### BRIEF
Output all of the entries beneath, exactly as written.

══ RECORDS FOR THE TASK ══

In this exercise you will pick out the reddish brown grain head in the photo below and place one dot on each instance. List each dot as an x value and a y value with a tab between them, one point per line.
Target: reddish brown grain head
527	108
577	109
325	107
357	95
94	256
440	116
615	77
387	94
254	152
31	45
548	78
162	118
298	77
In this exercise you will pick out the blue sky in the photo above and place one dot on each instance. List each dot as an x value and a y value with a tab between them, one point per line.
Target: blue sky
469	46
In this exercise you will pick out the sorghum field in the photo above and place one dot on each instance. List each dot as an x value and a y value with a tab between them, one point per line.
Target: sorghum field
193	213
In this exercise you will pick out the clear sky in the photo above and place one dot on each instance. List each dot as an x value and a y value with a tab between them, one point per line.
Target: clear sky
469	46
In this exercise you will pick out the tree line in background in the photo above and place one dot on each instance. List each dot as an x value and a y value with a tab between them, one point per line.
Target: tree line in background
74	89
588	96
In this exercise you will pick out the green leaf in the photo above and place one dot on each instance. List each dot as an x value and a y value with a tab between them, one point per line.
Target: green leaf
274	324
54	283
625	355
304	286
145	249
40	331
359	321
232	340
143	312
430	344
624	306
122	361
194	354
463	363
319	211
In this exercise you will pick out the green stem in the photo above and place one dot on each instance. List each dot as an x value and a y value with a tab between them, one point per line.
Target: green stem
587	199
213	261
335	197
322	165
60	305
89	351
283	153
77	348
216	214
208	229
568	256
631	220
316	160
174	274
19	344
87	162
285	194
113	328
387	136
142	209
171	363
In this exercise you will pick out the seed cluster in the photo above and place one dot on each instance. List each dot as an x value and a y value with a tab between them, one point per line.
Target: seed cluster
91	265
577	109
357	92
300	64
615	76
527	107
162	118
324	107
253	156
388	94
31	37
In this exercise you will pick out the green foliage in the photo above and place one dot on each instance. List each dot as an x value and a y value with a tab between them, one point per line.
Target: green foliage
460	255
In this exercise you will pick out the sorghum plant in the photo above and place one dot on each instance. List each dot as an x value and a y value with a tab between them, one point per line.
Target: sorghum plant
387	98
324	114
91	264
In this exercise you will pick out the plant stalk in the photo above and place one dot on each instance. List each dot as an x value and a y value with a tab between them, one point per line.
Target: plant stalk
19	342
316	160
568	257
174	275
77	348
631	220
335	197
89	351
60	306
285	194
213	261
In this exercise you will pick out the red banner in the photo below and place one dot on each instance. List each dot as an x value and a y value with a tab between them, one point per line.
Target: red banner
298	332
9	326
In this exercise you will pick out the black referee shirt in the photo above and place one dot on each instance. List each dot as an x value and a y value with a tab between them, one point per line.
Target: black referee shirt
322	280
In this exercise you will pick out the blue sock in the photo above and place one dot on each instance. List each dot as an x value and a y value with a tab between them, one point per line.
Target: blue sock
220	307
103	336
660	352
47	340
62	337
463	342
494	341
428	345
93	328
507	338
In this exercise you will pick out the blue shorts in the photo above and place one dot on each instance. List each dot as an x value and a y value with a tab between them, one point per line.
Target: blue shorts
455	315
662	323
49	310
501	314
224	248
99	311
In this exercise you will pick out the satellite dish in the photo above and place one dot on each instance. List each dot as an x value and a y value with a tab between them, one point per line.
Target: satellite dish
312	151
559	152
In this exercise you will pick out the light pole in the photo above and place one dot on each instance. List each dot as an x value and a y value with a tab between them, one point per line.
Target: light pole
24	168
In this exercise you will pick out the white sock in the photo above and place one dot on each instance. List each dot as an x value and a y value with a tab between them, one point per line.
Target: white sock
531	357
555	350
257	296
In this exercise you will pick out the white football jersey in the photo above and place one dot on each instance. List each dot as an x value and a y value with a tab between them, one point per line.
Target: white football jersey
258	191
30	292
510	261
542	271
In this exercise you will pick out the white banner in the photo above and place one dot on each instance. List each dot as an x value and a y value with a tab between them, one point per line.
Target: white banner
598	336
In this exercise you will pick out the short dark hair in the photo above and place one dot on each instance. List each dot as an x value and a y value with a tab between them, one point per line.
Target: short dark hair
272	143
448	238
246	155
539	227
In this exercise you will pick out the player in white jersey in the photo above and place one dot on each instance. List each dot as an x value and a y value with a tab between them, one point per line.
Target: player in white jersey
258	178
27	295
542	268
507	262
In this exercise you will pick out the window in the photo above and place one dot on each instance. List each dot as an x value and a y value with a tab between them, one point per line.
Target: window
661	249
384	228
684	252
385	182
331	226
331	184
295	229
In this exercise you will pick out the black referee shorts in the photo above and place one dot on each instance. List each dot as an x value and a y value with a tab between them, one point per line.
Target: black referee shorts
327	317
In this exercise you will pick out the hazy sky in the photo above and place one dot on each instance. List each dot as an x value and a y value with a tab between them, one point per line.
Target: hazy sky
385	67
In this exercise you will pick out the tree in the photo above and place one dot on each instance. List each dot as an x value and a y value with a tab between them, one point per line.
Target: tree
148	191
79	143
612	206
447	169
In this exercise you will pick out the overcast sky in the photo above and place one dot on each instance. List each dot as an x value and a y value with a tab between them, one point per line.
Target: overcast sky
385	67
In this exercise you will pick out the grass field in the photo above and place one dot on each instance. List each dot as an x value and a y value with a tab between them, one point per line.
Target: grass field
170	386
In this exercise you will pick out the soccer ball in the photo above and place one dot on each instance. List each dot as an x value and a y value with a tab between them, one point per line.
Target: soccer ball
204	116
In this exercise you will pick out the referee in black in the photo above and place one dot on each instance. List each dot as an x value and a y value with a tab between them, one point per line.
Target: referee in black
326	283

═══

### RESPONSE AREA
In this exercise you will pick out the reddish brown grain head in the photo below and place one dot on each instance. List each dot as an x value and a y value with a tab between them, one point per line.
Target: reddish brown grain head
527	108
577	109
325	107
357	95
94	256
440	116
615	77
387	94
254	152
31	45
548	78
162	118
298	77
In this exercise you will pick out the blue sky in the photo above and place one dot on each instance. List each dot as an x value and a y value with a tab between them, one point per line.
Target: blue sky
469	46
In this exercise you will pick out the sorghum field in the photo above and place one dot on each instance. List each dot as an x value and a y value with a tab between them, one point per line.
Target: sorghum field
193	213
In this exercise you will pick out the clear sky in the photo above and place one dot on each instance. List each dot as an x value and a y value with a tab between them, one point per line.
Target: clear sky
469	46
In this exercise you will pick out the tree line in background in the photo above and place one dot on each instance. List each dot as an x value and a y value with a tab between them, one point per line.
Target: tree line in background
74	89
588	96
In this exercise you will pick out the green leaf in the photo above and place one dot on each instance. List each dot as an x value and a y value with a tab between them, one point per line.
Target: green leaf
274	324
54	283
625	355
304	286
145	249
40	331
359	321
232	340
143	312
430	344
624	306
122	361
194	354
463	363
319	211
In this exercise you will pick out the green stem in the photo above and place one dot on each instance. List each dot as an x value and a y value with a tab between them, one point per line.
Target: green stem
587	199
213	261
335	197
322	165
60	305
89	351
283	153
77	348
216	214
208	229
568	256
631	220
316	160
174	274
19	344
87	162
285	194
113	328
387	136
142	209
171	363
In this exercise you will pick out the seed cluster in the photo above and place one dot on each instance. List each dot as an x value and a y value with a tab between them, one point per line.
Target: seed cluster
91	265
577	109
357	92
300	64
615	76
527	107
162	118
324	107
253	156
388	94
31	37
In this exercise you will pick out the green foliage in the photo above and place one dot on each instance. List each dot as an x value and a y value with a tab between them, one point per line.
Target: green foliage
460	255
In this exercise you will pick out the sorghum plant in the photo above and place one dot on each instance. List each dot as an x value and a y value with a tab between them, one point per line.
Target: sorghum plant
387	98
324	114
91	264
In this exercise you will pick out the plant stalk in the photo above and place one dot on each instance. List each dot as an x value and a y value with a tab between them, one point per line.
Target: plant stalk
19	342
316	160
568	257
174	275
77	348
631	220
335	197
89	351
60	306
285	194
213	261
In this exercise you will pick out the red banner in the photo below and place one dot on each instance. List each dot as an x value and a y value with a tab between them, one point per line.
Target: red banner
298	332
9	326
In this exercise you will pick out the black referee shirt in the photo above and place one dot on each instance. List each dot as an x value and a y value with a tab between them, one point per line.
Target: black referee shirt
322	280
In this exercise you will pick out the blue sock in the photo above and place one dot on each instance. List each dot as an x value and a y value with a tab between them, one point per line.
Target: blue sock
220	307
103	336
660	352
47	340
62	337
463	342
494	341
428	345
93	328
507	338
In this exercise you will pick out the blue shorts in the photo above and place one dot on each instance. List each dot as an x value and a y value with a tab between them, one point per line.
Target: blue shorts
455	315
662	323
49	310
501	314
224	248
99	311
In this exercise you will pick out the satellite dish in the photo above and place one dot on each instance. List each dot as an x value and a y value with a tab between them, one point per line.
Target: satellite dish
312	151
559	152
In this exercise you will pick out the light pole in the photo above and place one dot on each instance. List each dot as an x value and a y value with a tab between them, one point per line.
Target: light pole
24	168
In this exercise you will pick out the white sock in the photo above and place one dot on each instance. List each dot as an x value and a y value with a tab between them, one point per line.
Target: white sock
531	357
555	350
257	296
In this exercise you will pick out the white football jersey in the photo above and place one dot on each instance. List each dot as an x value and a y value with a tab between them, one point per line.
Target: white football jersey
258	191
30	292
510	261
542	271
In this exercise you will pick out the white banner in the photo above and place one dot on each instance. List each dot as an x value and a y value with a tab between them, one point per line.
Target: white banner
598	336
In this exercise you will pick out the short dark hair in the photo above and place one dot on each instance. List each dot as an x value and a y value with a tab between them, one point per line.
Target: short dark hair
272	143
448	238
246	155
539	227
In this exercise you will pick out the player in white jersey in the photo above and place one dot on each instance. List each dot as an x value and a y value with a tab between them, one point per line.
Target: player in white jersey
258	178
27	295
542	268
507	262
In this exercise you will pick out the window in the photo above and place one dot on each instance. List each dot as an x value and a y value with a tab between them, one point per line.
Target: window
661	249
384	228
684	252
385	182
331	226
331	184
295	229
In this exercise you will pick out the black referee shorts in the photo above and place one dot on each instance. List each dot as an x value and a y value with a tab between them, one point per line.
Target: black referee shorts
327	317
In this exercise you will pick out the hazy sky in the photo above and place one dot on each instance. List each dot as an x value and a y value with a tab between them, one point per line.
Target: hazy sky
385	67
In this exercise you will pick out the tree in the photo above and place one dot on each instance. List each dot as an x value and a y value with a tab between them, one point per line.
Target: tree
148	191
79	143
612	206
447	169
In this exercise you will pick out the overcast sky in the photo above and place one dot on each instance. List each dot as an x value and a y value with a tab between them, one point per line.
Target: overcast sky
385	67
In this exercise you will pick out the grass field in the photo above and place one dot on each instance. List each dot as an x value and a y value with a tab between them, one point per line.
Target: grass field
170	386
In this exercise you will pick out the soccer ball in the photo above and place one dot on each instance. List each dot as an x value and a y value with a tab between them, one point per line.
Target: soccer ball
204	116
In this exercise you will pick out the referee in black in the photo above and place one dot on each instance. List each dot as an x value and a y value with a tab between them, one point per line.
Target: referee in black
326	283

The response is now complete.